(Referring expression pointing data)
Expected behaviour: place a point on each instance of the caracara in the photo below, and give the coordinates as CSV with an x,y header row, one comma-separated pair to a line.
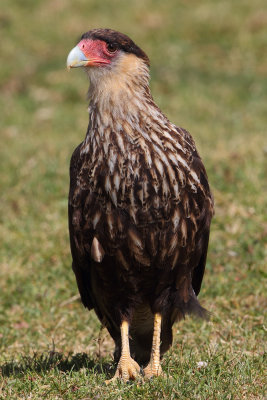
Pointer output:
x,y
140,207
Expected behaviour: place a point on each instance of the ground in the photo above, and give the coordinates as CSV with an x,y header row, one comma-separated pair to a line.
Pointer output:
x,y
209,75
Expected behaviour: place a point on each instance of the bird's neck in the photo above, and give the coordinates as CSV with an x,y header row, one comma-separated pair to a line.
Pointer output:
x,y
120,93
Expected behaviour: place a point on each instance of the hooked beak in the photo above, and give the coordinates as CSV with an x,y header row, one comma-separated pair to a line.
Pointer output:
x,y
76,58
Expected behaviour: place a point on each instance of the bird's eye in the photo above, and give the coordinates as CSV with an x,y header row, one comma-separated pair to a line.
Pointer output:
x,y
112,47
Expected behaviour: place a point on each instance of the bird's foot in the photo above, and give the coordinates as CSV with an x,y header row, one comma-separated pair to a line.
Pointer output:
x,y
152,370
127,370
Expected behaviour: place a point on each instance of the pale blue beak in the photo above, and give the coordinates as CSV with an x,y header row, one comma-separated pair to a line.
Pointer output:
x,y
76,58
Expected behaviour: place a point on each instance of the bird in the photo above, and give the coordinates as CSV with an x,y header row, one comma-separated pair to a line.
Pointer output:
x,y
140,207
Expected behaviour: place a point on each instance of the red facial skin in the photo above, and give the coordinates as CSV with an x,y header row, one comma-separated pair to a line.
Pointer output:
x,y
97,52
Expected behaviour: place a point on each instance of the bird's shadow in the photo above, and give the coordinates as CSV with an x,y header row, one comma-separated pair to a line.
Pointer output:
x,y
44,362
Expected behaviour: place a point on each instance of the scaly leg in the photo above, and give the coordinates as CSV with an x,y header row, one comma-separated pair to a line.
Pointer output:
x,y
154,368
127,368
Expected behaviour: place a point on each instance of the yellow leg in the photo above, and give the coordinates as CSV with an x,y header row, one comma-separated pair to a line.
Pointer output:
x,y
127,368
154,368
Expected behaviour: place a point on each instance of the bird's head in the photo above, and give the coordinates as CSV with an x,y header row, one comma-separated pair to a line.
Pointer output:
x,y
108,57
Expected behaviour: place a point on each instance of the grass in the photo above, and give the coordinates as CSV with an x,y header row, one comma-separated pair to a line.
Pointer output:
x,y
209,74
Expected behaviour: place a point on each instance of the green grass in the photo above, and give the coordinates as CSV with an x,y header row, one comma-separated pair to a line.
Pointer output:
x,y
209,75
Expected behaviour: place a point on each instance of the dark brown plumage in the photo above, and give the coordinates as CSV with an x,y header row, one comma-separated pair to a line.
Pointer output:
x,y
139,204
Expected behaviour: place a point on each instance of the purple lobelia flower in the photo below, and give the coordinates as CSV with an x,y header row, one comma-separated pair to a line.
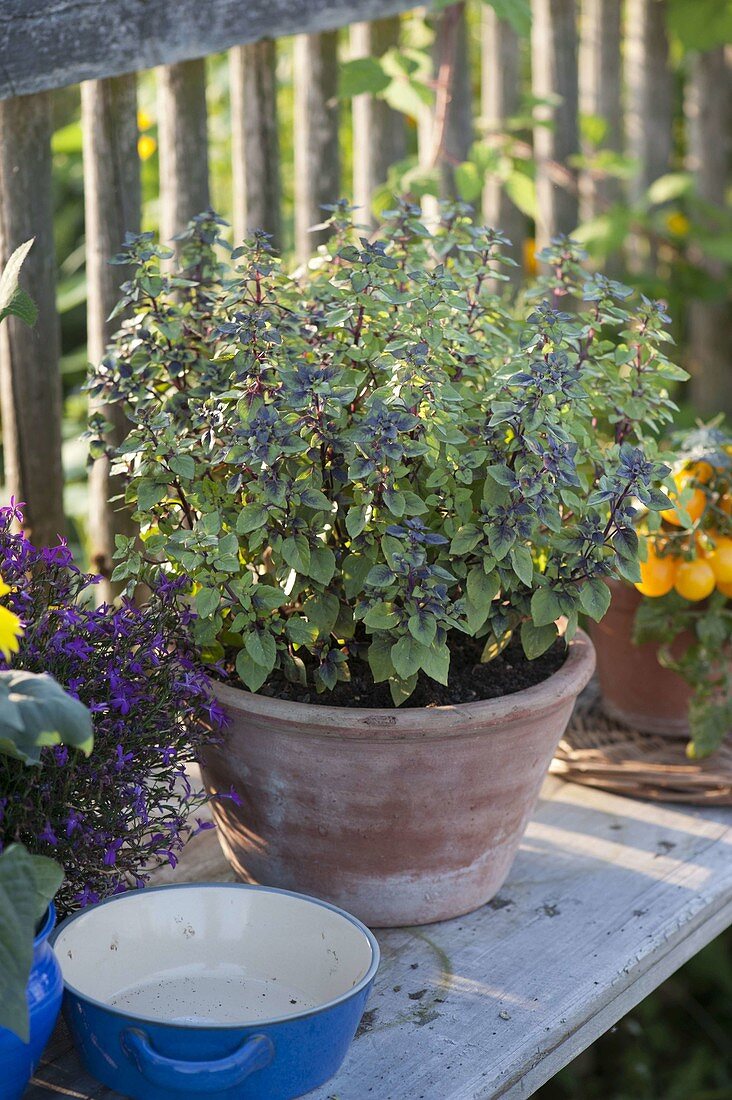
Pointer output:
x,y
109,818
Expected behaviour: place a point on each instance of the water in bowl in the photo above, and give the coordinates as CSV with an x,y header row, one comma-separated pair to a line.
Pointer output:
x,y
228,997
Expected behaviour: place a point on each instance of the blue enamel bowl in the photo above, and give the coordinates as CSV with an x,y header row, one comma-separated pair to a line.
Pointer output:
x,y
214,989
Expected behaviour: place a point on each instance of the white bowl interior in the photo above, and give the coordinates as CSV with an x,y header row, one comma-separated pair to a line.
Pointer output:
x,y
212,955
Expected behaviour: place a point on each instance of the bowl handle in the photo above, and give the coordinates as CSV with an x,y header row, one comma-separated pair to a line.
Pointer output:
x,y
254,1053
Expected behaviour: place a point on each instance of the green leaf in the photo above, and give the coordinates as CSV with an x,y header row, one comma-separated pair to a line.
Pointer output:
x,y
423,627
700,25
261,647
296,552
436,662
356,519
500,539
402,689
314,498
545,607
537,639
268,596
301,631
26,886
482,587
249,671
394,502
380,576
517,13
34,712
183,465
250,518
594,598
465,539
381,617
323,564
324,611
380,659
360,76
150,493
207,602
13,300
354,569
22,307
523,567
406,657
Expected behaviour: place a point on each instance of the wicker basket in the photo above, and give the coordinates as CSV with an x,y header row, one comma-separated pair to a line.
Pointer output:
x,y
599,751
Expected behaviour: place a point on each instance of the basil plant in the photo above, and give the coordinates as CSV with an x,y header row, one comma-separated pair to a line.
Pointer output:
x,y
367,459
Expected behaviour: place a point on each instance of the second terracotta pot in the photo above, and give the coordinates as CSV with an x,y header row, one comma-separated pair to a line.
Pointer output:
x,y
401,816
636,690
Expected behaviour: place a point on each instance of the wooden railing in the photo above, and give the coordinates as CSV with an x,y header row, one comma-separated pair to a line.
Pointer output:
x,y
46,44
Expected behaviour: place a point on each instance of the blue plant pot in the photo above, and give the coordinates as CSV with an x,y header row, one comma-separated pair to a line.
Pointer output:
x,y
215,989
45,988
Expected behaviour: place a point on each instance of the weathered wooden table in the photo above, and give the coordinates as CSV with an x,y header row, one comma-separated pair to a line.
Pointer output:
x,y
605,900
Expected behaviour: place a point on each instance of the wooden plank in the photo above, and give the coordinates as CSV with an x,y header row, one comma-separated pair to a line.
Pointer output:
x,y
607,899
30,378
52,43
446,132
255,141
111,205
600,90
379,131
649,100
317,154
554,73
183,143
500,100
709,113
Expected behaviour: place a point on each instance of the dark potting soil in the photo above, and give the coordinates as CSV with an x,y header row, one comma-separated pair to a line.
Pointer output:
x,y
469,680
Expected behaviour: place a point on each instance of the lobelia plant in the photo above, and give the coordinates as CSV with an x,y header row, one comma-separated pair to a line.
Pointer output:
x,y
34,712
108,817
372,458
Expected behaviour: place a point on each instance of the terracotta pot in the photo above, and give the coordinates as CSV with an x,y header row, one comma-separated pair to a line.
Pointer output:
x,y
636,690
400,816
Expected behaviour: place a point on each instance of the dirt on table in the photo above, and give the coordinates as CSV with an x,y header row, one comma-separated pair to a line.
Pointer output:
x,y
469,679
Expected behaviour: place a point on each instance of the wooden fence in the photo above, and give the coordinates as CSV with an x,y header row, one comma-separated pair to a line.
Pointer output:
x,y
47,44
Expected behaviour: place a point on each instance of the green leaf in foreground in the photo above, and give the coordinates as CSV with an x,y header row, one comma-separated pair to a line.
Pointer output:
x,y
26,886
34,712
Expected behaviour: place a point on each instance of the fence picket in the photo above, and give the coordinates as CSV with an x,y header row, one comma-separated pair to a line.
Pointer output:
x,y
111,201
500,100
600,94
255,140
317,154
379,132
648,113
708,121
30,378
183,142
554,73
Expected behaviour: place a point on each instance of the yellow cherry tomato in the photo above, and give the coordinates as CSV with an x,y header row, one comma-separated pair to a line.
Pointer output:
x,y
700,471
725,589
695,506
720,559
695,580
657,575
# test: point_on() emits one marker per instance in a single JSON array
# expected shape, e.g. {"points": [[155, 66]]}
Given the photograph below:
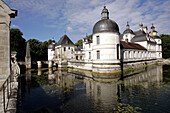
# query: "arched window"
{"points": [[98, 39], [76, 57], [98, 54], [89, 55], [117, 51]]}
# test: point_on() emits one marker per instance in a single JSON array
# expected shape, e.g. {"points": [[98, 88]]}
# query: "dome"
{"points": [[105, 25], [105, 10], [51, 46], [128, 31]]}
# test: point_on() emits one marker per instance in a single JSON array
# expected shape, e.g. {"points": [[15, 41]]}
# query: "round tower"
{"points": [[106, 44], [128, 34], [51, 49]]}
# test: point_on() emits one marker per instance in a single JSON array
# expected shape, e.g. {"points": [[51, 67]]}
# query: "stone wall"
{"points": [[5, 14]]}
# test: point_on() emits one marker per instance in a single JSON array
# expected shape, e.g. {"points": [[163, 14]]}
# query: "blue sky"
{"points": [[44, 19]]}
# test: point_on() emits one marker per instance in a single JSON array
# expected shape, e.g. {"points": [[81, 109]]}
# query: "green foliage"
{"points": [[79, 42], [89, 37], [18, 43], [38, 49], [126, 108], [165, 45]]}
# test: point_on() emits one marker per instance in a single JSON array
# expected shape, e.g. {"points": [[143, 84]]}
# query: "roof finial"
{"points": [[127, 26], [105, 13]]}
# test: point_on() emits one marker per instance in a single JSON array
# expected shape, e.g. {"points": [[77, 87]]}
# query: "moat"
{"points": [[64, 91]]}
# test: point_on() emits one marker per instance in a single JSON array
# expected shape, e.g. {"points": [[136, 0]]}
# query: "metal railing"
{"points": [[5, 92]]}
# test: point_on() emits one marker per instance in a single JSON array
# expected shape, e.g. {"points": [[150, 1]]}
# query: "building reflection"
{"points": [[105, 95]]}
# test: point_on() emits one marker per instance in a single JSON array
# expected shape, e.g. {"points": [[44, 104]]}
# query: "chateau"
{"points": [[107, 48]]}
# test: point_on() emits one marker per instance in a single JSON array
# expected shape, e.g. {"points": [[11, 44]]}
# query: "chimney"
{"points": [[126, 40], [145, 29], [151, 32], [141, 27]]}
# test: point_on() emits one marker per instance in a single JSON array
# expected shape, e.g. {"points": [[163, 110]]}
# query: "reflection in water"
{"points": [[65, 91]]}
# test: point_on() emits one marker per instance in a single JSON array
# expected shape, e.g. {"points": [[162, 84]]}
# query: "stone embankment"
{"points": [[10, 88], [166, 61]]}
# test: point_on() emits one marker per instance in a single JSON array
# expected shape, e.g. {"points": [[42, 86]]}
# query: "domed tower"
{"points": [[128, 34], [153, 33], [106, 44], [51, 49]]}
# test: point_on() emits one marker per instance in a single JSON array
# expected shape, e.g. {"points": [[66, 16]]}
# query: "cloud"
{"points": [[121, 11], [69, 29], [79, 16], [14, 26], [51, 26]]}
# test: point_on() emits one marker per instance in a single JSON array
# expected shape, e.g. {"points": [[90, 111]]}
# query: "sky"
{"points": [[47, 19]]}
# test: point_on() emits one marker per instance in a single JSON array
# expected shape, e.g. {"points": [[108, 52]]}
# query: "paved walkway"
{"points": [[11, 104]]}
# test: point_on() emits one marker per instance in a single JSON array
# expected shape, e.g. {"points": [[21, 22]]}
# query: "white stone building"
{"points": [[108, 48]]}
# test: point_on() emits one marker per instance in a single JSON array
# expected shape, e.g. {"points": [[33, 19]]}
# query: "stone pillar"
{"points": [[39, 64], [39, 72], [5, 14], [50, 64], [28, 57]]}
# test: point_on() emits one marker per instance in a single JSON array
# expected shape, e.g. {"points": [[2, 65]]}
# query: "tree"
{"points": [[165, 45], [79, 42], [18, 43], [38, 49]]}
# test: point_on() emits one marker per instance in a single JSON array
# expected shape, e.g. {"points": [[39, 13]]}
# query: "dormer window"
{"points": [[97, 39]]}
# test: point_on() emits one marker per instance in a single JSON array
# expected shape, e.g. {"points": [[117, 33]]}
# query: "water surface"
{"points": [[65, 91]]}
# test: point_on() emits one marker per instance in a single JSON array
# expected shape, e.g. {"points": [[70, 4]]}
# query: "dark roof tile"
{"points": [[130, 45]]}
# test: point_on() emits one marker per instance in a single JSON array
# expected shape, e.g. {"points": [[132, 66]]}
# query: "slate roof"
{"points": [[106, 25], [128, 31], [79, 48], [131, 45], [139, 36], [65, 40], [156, 37]]}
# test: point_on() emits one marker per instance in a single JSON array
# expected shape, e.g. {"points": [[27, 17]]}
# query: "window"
{"points": [[89, 55], [98, 39], [76, 57], [98, 54], [117, 51], [66, 41]]}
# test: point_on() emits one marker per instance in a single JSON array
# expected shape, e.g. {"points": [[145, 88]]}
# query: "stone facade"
{"points": [[5, 14], [108, 48]]}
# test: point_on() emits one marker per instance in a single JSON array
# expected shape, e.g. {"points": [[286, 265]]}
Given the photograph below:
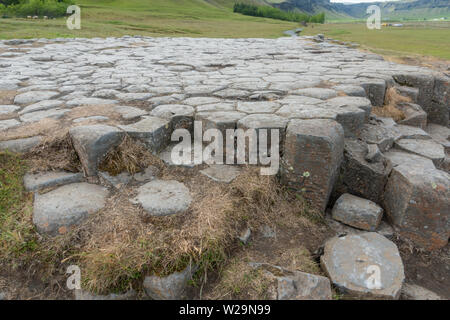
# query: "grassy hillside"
{"points": [[417, 38], [193, 18]]}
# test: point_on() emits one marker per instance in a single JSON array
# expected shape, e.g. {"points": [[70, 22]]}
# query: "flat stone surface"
{"points": [[7, 109], [56, 211], [357, 212], [258, 107], [39, 115], [34, 96], [7, 124], [416, 200], [313, 153], [296, 285], [171, 287], [221, 172], [426, 148], [163, 197], [20, 145], [92, 142], [365, 265], [36, 181], [153, 131], [42, 105]]}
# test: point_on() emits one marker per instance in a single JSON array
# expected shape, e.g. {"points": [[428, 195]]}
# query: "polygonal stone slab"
{"points": [[314, 147], [36, 181], [221, 173], [163, 197], [258, 107], [357, 212], [92, 143], [34, 96], [56, 211], [416, 200], [365, 265], [153, 131]]}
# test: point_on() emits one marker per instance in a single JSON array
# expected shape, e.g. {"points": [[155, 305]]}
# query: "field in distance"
{"points": [[172, 18], [422, 38]]}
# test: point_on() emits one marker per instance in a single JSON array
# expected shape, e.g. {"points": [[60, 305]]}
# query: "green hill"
{"points": [[193, 18]]}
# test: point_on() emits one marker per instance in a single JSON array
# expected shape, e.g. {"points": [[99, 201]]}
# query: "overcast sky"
{"points": [[359, 1]]}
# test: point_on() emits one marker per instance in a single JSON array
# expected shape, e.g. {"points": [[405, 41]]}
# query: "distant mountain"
{"points": [[408, 9]]}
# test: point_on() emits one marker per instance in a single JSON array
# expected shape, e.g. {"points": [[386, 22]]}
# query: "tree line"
{"points": [[275, 13]]}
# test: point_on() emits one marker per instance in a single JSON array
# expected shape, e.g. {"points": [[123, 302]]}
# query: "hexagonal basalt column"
{"points": [[314, 147]]}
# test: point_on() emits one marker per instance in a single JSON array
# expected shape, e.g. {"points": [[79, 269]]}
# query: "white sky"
{"points": [[359, 1]]}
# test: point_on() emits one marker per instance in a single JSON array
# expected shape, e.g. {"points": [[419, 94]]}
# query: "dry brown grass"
{"points": [[130, 156], [392, 99], [120, 244], [54, 153]]}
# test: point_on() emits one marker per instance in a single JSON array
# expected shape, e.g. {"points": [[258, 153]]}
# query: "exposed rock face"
{"points": [[153, 131], [364, 265], [92, 143], [357, 212], [56, 211], [360, 177], [42, 180], [415, 292], [171, 287], [163, 197], [416, 201], [314, 147], [296, 285]]}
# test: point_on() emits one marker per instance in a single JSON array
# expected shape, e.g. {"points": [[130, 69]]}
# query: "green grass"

■ **EXERCISE PROMPT**:
Please, from the entries above, set down exactly the lines from the one containing "Expected behaviour: place a point on each instance of the dirt" through the one containing "leaf in foreground", and only those.

■ **FINAL ANSWER**:
Expected behaviour: place a point on each instance of the dirt on table in the photo above, and give the coordinates as CSV with an x,y header row, one comma-separated pair to a line.
Pointer output:
x,y
469,679
Expected behaviour: place a point on each instance of the wooden fence in the photo above, and give the coordinates as CSV with an x,y header row, one comma-separated pair to a line.
Pointer output:
x,y
47,44
Expected behaviour: place a point on each instance of the green leaf in foreground in the photo above, and give the coordinates as CSV with an x,y header row, one comma-separated pair to a line.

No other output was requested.